Write the next part of the passage on Patanjali, body posture, and food, picking up after its final sentence.

Selected text ::
================================

The grossest is the body and the subtlest is the mind. Don’t start from the subtle because it will be more difficult. It is vague, you cannot grasp it. Start with the body. That’s why Patanjali starts with body postures.
You may not have observed, because you are so unalert in life, that whenever you have a certain mood in the mind you have a certain body posture associated with it. If you are angry, can you sit relaxed? – impossible. If you are angry your body posture will change, if you are attentive then your body posture will change, if you are sleepy your body posture will change.
If you are completely silent you will sit buddha-like, you will walk buddha- like. If you walk buddha-like, you will feel a certain silence merging within your heart. A certain silent bridge is being created by your buddha-like walk. Just sit under a tree like a buddha. Just sit, just the body: suddenly you will see that your breathing is changing – it is more relaxed, it is more harmonious. When the breathing is harmonious and relaxed, you will feel the mind is less tense. There are fewer thoughts, fewer clouds, more space, more sky. You will feel a silence in and out, flowing.
Hence I say Patanjali is scientific. If you want to change the body posture, Patanjali will say change your food habits, because every food habit creates subtle body postures. If you are an eater of meat you cannot sit buddha-like. If you are non-vegetarian your posture will be different than if you are a vegetarian; your postures will be different because the body is built by your food. It is not an accident. Whatsoever you are putting in the body, the body will reflect it.
So for Patanjali vegetarianism is not a moralist cult, it is a scientific method. When you eat meat you are not only taking food, you are allowing a certain animal from which the meat has come to enter in you. The meat was part of a particular body; the meat was part of a particular instinct pattern. The meat was the animal just a few hours before, and that meat carries all the impressions of the animal, all the habits of the animal. When you are eating meat your many attitudes will be affected by it.
If you are sensitive you can become aware that whenever you eat certain things, certain changes immediately take place. You can drink alcohol and then
you do not remain the same, immediately a new personality comes in. Alcohol cannot create a personality but it changes your body pattern, the body chemistry is changed. With the change of the body chemistry the mind has to change its pattern, and when the mind changes its pattern a new personality comes in.
I have heard…
One of the oldest Chinese parables is that once a bottle of whisky fell down from a table, just by accident – a cat might have jumped. The bottle was broken and the whisky was spilled all over the floor. In the night three mice lapped at the whisky. One mouse immediately said, “Now I am going to the king, to the palace, to put him right in his place.”
The other said, “I am not worried about kings. I myself am going to be the emperor of the whole earth.”
And the third said, “Do whatsoever you like, you fellows. I am going upstairs to make love to the cat.”
The whole personality has changed – a mouse thinking of making love to a cat? It can happen, it happens every day. Whatsoever you eat changes you, whatsoever you drink changes you because body is a great part; you are ninety percent your bodies.
Patanjali is scientific because he takes note of everything – the food, the posture, the way you sleep, the way you get up in the morning, when you get up in the morning, when you go to sleep. He takes note of everything so that your body becomes a situation for something higher.

================================

[Dataset records]
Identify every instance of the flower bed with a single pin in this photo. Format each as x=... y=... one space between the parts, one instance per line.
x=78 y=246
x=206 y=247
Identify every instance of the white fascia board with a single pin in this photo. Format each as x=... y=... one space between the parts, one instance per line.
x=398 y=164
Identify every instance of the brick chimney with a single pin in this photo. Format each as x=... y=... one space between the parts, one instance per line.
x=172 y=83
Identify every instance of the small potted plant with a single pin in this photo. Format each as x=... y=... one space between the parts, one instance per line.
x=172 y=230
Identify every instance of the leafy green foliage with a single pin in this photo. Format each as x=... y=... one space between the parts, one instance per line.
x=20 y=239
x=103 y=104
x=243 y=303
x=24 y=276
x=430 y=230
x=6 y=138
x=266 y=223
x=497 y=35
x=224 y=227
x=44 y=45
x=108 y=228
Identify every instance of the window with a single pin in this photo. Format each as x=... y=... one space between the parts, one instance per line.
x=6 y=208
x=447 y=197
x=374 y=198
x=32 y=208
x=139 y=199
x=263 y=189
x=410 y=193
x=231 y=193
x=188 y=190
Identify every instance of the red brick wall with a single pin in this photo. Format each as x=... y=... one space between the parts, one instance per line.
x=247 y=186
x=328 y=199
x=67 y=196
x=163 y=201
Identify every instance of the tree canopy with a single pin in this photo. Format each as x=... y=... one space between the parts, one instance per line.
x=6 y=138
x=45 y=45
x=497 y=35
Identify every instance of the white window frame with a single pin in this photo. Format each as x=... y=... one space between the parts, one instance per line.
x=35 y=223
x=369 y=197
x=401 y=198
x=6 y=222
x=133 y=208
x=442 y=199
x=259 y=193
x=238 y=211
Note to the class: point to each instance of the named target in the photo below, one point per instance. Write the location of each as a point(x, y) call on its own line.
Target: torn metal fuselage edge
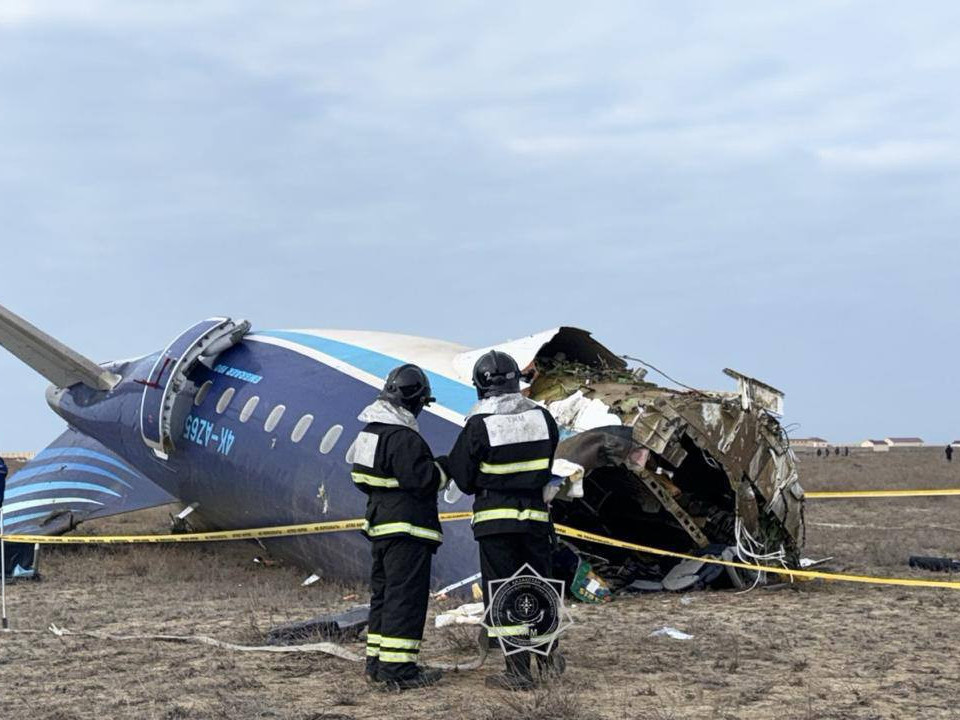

================================

Answer to this exercise ::
Then he takes note of your breathing. If you are sad you have a different rhythm of breathing. Just note it down. Try; you can have a very beautiful experiment. Whenever you are sad just watch your breath; watch how much time you take in inhalation and then how much time you take in exhalation. Just note it down. Just count numbers inside: one, two, three, four, five… You count to five and the inhalation is over. Then you count – it comes to ten and the exhalation is over. Just watch it minutely so you can come to know the ratio. Then whenever you feel happy immediately try that sad pattern – five, ten – and the happiness will disappear.
The reverse is also true. Whenever you feel happy note down how you are breathing, and whenever you feel sad try that pattern. Immediately, sadness will disappear, because mind cannot exist in a vacuum. It exists in a system, and breathing is the deepest system for the mind.
Breath is thought. If you stop breathing, immediately thoughts stop. Try it
for a second. Stop the breathing. Immediately there is a break in the thinking process; the process is broken. Thinking is the invisible part of the visible breathing.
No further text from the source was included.